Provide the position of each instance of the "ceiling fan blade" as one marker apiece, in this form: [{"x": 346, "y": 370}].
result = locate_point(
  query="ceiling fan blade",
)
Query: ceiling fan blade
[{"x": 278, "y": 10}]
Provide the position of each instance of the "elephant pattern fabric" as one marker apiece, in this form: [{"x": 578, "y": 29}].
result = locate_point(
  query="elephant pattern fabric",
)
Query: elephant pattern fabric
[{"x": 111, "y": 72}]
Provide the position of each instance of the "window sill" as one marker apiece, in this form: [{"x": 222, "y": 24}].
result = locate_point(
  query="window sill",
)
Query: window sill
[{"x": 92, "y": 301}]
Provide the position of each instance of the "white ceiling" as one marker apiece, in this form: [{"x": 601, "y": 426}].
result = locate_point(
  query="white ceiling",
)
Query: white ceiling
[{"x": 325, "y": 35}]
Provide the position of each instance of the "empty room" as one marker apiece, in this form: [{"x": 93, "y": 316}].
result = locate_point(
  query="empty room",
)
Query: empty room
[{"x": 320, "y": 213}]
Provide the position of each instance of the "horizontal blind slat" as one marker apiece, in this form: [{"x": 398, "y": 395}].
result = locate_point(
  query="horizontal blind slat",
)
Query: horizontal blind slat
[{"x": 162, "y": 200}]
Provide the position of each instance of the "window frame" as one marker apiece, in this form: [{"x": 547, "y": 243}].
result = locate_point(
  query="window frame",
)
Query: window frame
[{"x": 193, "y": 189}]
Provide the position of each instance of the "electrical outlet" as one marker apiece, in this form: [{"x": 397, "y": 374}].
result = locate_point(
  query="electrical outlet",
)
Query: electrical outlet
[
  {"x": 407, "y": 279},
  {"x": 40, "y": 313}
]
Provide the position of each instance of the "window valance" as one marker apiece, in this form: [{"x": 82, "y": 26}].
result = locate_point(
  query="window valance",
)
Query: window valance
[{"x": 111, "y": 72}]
-----
DESCRIPTION OF THE TASK: Set down all of the entries exactly, please.

SOLUTION TO THE PROBLEM:
Provide the position of each instance of the "ceiling fan blade" as one marker apiece, in this form: [{"x": 346, "y": 370}].
result = locate_point(
  query="ceiling fan blade",
)
Query: ceiling fan blade
[{"x": 278, "y": 10}]
Provide the position of each instance of the "elephant pattern fabric" as one marker apiece, in this form: [{"x": 578, "y": 29}].
result = locate_point(
  query="elephant pattern fabric",
)
Query: elephant pattern fabric
[{"x": 111, "y": 72}]
Provide the position of each instance of the "window sill" as one marker apiece, in this form: [{"x": 222, "y": 24}].
result = locate_point(
  query="window sill",
)
Query: window sill
[{"x": 92, "y": 301}]
Provide the position of each instance of the "white ceiling" as one marker apiece, in this form: [{"x": 601, "y": 426}].
result = locate_point(
  query="white ceiling",
)
Query: white ceiling
[{"x": 325, "y": 35}]
Provide the position of each instance of the "empty room" as one marker apiece, in this form: [{"x": 93, "y": 316}].
result = locate_point(
  query="empty room",
)
Query: empty room
[{"x": 320, "y": 213}]
Provide the position of each instance of the "horizontal blind slat" as one marker apiece, in this form: [{"x": 398, "y": 395}].
result = locate_point(
  query="horizontal blind slat",
)
Query: horizontal blind slat
[{"x": 162, "y": 200}]
Provide the position of each instance of the "window frame" as one marker apiece, in this form: [{"x": 547, "y": 243}].
result = locate_point(
  query="window frame",
)
Query: window frame
[{"x": 193, "y": 189}]
Provide the position of each instance of the "electrical outlet" as one marker apiece, in this form: [{"x": 397, "y": 374}].
result = locate_point(
  query="electrical outlet",
)
Query: electrical outlet
[
  {"x": 407, "y": 279},
  {"x": 40, "y": 313}
]
Provide the position of each instance of the "window valance" as one marker apiece, in this form: [{"x": 82, "y": 26}].
result = locate_point(
  query="window valance",
)
Query: window valance
[{"x": 111, "y": 72}]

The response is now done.